**TASK**
Repeat exactly the lines that run from the one containing "Question. The photo above holds the red knit" to the end of the data, and leave out all others.

[Object position labeling entries]
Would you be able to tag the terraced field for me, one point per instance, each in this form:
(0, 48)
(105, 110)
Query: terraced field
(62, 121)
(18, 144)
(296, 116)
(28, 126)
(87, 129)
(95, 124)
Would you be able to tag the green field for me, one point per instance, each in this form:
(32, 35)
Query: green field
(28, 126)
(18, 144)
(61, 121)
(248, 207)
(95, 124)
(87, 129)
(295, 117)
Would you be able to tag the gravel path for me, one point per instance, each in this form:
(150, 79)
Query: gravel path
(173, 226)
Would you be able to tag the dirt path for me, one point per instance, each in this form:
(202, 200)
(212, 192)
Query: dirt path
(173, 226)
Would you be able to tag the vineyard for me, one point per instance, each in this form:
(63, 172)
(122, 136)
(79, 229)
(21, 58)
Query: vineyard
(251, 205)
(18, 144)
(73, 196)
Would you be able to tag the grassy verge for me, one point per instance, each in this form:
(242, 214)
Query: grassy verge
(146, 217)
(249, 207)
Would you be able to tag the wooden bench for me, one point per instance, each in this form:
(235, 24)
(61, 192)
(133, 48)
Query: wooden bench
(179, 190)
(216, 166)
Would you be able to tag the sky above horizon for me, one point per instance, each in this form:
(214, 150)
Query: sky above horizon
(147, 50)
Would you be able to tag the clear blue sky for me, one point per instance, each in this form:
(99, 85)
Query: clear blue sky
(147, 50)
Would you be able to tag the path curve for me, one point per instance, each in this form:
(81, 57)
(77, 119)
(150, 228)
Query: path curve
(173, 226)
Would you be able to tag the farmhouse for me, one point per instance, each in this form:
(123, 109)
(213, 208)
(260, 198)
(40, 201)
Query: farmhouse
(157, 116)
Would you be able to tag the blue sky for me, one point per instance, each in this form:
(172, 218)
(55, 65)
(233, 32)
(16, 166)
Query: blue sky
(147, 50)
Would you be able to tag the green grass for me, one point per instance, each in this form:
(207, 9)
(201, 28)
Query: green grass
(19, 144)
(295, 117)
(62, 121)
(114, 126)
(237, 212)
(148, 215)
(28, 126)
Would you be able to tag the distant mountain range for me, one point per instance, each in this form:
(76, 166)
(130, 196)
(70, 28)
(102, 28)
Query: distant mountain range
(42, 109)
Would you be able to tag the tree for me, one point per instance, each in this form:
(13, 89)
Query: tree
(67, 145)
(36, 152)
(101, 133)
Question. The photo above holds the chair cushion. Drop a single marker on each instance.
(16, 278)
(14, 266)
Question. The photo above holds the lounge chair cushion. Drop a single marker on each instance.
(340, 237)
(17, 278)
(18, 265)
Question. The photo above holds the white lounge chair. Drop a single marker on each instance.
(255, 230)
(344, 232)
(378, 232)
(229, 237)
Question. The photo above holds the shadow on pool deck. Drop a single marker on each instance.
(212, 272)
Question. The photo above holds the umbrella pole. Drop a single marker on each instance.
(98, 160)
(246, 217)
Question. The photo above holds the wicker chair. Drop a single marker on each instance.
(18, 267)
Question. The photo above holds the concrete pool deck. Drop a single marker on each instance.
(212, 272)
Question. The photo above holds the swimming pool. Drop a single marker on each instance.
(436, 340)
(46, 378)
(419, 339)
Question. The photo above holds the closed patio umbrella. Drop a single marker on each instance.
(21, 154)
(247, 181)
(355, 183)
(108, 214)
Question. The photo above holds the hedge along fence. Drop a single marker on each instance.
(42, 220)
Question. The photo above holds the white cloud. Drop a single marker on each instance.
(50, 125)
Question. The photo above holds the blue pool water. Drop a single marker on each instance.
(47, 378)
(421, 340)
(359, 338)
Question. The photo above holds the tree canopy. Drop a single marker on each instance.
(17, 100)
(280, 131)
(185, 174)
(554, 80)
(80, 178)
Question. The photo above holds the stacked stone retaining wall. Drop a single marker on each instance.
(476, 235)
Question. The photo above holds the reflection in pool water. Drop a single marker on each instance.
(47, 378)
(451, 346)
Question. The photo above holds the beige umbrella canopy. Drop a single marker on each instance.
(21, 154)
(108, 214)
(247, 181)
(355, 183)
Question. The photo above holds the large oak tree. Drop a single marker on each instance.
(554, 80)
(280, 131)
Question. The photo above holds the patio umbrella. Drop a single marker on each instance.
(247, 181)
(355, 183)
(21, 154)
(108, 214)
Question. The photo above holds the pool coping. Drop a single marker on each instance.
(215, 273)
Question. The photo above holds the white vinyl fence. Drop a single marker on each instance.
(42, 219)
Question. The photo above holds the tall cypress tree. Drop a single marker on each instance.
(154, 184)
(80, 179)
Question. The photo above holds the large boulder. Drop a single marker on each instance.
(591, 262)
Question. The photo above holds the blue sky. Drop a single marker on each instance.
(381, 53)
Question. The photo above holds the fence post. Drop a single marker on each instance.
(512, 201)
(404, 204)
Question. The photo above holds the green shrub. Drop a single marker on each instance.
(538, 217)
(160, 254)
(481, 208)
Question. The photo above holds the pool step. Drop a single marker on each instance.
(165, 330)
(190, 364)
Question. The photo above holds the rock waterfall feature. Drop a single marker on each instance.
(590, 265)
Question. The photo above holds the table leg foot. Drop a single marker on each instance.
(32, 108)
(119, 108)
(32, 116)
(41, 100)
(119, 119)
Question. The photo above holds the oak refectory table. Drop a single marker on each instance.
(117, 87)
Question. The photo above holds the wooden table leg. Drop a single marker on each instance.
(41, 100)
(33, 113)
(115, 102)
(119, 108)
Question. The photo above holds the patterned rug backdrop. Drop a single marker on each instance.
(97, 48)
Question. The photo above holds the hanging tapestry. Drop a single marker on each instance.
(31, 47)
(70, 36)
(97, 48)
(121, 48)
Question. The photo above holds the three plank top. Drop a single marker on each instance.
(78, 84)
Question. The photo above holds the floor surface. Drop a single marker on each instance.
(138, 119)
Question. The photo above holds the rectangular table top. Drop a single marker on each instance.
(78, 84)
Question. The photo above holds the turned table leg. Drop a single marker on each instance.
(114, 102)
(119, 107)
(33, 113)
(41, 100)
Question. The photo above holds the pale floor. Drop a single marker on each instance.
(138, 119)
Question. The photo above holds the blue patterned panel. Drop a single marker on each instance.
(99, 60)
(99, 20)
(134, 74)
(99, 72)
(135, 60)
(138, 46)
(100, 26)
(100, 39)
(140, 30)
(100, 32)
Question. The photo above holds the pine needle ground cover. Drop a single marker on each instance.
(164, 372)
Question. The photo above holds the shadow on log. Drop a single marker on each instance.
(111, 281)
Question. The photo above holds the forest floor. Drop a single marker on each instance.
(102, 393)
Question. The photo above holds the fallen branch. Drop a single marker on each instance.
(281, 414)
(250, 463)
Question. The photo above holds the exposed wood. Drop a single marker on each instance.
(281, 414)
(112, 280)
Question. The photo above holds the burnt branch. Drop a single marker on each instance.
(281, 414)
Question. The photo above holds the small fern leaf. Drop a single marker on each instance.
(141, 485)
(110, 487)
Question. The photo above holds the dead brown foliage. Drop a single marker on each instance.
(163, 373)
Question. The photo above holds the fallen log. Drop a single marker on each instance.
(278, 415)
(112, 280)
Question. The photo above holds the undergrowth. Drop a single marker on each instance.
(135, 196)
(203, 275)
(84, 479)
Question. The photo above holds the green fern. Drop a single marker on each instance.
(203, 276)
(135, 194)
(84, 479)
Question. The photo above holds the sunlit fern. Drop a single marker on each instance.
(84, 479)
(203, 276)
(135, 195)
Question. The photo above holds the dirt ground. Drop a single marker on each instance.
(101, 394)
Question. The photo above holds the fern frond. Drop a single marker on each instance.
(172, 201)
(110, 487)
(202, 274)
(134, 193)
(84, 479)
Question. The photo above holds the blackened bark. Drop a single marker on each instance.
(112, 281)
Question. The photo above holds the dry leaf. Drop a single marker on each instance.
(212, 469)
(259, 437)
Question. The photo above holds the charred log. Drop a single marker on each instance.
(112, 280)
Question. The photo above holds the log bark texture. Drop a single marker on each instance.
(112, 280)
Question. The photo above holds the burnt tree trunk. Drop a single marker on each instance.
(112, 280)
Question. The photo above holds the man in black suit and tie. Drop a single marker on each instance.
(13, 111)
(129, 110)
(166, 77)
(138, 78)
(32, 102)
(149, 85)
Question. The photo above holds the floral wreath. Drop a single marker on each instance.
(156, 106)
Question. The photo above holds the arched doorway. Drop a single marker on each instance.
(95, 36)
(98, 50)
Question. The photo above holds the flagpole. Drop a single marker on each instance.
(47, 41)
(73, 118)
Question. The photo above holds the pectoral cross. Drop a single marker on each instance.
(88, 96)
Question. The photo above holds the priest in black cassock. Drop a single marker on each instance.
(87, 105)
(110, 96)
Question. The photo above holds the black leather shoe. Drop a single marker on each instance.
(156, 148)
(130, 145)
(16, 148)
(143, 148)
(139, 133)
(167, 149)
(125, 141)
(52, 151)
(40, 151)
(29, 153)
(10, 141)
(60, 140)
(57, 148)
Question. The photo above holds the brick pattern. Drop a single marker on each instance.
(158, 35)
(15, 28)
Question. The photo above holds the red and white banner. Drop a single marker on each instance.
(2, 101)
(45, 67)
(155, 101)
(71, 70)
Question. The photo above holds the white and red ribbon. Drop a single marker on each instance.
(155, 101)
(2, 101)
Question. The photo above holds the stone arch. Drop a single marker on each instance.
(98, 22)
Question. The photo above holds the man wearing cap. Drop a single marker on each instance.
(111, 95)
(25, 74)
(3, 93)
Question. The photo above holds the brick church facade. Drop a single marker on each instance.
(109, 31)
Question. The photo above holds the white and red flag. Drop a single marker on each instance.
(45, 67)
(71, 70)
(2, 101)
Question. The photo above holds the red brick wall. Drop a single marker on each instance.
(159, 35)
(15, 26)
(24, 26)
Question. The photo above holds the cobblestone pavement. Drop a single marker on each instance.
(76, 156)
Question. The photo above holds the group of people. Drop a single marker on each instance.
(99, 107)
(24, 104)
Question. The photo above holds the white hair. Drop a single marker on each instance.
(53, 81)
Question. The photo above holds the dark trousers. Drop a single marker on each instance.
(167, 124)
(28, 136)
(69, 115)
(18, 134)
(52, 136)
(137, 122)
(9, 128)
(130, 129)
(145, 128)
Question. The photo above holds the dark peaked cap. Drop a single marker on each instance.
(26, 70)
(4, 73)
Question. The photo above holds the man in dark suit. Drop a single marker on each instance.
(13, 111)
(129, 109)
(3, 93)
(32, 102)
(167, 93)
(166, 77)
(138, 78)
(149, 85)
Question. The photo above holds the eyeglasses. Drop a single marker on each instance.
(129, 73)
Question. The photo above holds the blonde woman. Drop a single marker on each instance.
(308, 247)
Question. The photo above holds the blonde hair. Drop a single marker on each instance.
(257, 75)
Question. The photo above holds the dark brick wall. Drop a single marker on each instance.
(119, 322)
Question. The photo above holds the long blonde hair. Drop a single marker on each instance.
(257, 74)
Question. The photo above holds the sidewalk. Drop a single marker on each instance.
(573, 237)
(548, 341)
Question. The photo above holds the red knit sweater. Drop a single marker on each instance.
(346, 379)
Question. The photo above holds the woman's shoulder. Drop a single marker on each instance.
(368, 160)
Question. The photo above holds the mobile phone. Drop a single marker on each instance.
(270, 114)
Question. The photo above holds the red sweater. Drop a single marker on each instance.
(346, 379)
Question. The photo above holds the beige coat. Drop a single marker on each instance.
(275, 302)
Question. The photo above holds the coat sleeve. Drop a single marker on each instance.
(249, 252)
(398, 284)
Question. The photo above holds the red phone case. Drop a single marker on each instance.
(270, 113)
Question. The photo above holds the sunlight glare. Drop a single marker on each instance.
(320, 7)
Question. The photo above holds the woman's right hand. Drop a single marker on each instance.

**EXPECTED OUTPUT**
Question. The photo above holds the red knit sweater. Drop a single marker on each instance.
(346, 379)
Question. The photo above holds the woman's shoulder. Drop a single marker on each instance.
(368, 160)
Question. The photo above holds the mobile phone. Drop a single marker on each instance.
(270, 114)
Question. The photo above holds the red sweater. Drop a single marker on each instance.
(346, 379)
Question. The photo above holds the beige coat. Drop a single marker on each instance.
(275, 302)
Question. The photo above holds the coat sleeve. Drop a single marker on each instance.
(249, 252)
(398, 284)
Question. The photo above holds the red phone case. Drop a single marker on each instance.
(270, 113)
Question. The photo above holds the sunlight glare. Drop a single marker on each instance.
(320, 7)
Question. The photo above holds the woman's right hand. Drop a single marker on each instance.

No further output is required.